Input material ->
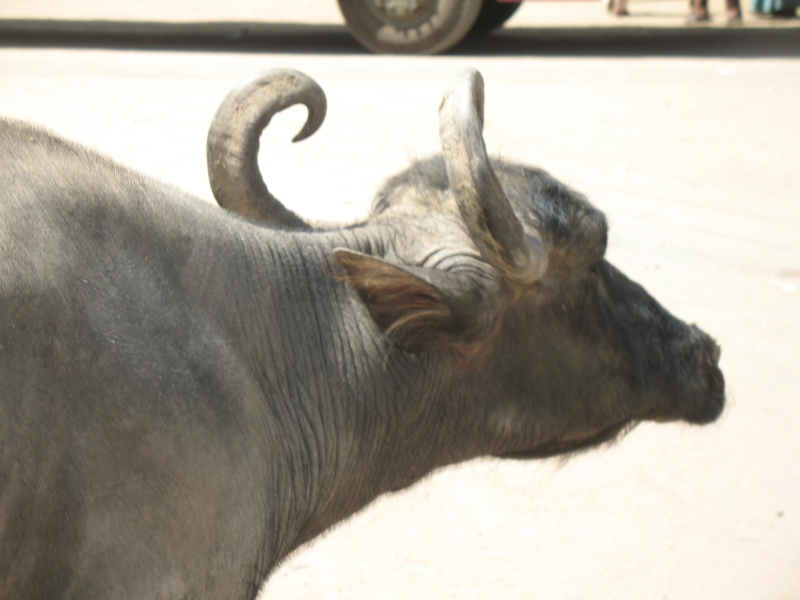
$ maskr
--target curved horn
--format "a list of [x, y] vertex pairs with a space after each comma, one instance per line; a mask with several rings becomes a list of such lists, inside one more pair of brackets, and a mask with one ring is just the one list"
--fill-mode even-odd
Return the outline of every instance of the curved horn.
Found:
[[526, 235], [489, 164], [483, 142], [483, 77], [459, 74], [439, 106], [439, 138], [447, 178], [472, 241], [510, 282], [530, 285], [547, 270], [538, 236]]
[[251, 219], [290, 229], [310, 229], [269, 193], [258, 169], [258, 140], [272, 117], [304, 104], [308, 119], [293, 142], [312, 135], [325, 120], [322, 88], [289, 69], [245, 79], [222, 101], [208, 131], [206, 160], [211, 190], [220, 206]]

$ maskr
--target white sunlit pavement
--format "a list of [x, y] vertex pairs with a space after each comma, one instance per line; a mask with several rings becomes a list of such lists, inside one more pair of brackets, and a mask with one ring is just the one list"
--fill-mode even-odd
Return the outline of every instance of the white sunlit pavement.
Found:
[[[23, 4], [0, 16], [43, 18], [7, 14]], [[262, 597], [800, 597], [800, 59], [6, 47], [0, 113], [211, 201], [219, 102], [247, 75], [296, 68], [325, 89], [327, 121], [293, 145], [304, 111], [277, 117], [262, 171], [302, 215], [353, 219], [383, 178], [437, 150], [441, 93], [467, 66], [486, 80], [490, 152], [586, 193], [609, 217], [610, 260], [718, 339], [728, 408], [704, 428], [642, 425], [564, 465], [437, 473], [301, 549]]]

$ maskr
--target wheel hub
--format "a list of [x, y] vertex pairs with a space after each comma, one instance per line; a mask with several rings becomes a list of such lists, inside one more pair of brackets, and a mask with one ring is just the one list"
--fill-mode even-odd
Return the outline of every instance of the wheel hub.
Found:
[[370, 8], [384, 22], [408, 28], [427, 21], [436, 11], [436, 0], [373, 0]]

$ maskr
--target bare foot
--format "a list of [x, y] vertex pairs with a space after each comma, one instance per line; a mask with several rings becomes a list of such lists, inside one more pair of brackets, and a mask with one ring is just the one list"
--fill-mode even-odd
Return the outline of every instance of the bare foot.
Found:
[[697, 12], [692, 12], [689, 17], [686, 19], [687, 23], [703, 23], [706, 21], [710, 21], [711, 17], [708, 16], [707, 10], [699, 10]]
[[728, 17], [728, 25], [741, 25], [742, 24], [742, 13], [736, 9], [730, 9], [726, 16]]

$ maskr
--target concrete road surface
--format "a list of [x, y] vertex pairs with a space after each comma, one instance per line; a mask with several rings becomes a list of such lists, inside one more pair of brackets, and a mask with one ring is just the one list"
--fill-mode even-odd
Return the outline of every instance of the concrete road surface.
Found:
[[[242, 4], [244, 15], [253, 3]], [[24, 5], [5, 2], [0, 16], [47, 14]], [[581, 6], [587, 19], [596, 9]], [[225, 32], [225, 19], [208, 20]], [[229, 88], [272, 67], [309, 73], [328, 95], [327, 123], [292, 145], [304, 110], [280, 115], [261, 166], [292, 209], [328, 220], [363, 217], [384, 177], [437, 151], [443, 88], [477, 67], [490, 151], [586, 193], [609, 217], [610, 260], [723, 348], [729, 406], [718, 423], [644, 424], [563, 463], [449, 468], [301, 549], [263, 597], [800, 599], [798, 29], [753, 28], [772, 43], [747, 27], [661, 23], [645, 30], [661, 37], [521, 25], [511, 46], [500, 35], [433, 58], [366, 54], [335, 21], [306, 23], [297, 39], [273, 28], [269, 52], [185, 31], [172, 50], [113, 33], [90, 48], [79, 36], [0, 35], [0, 113], [209, 202], [205, 135]]]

Problem to solve ->
Answer with a number only: how many lines above include the word "surface"?

Result for this task ->
2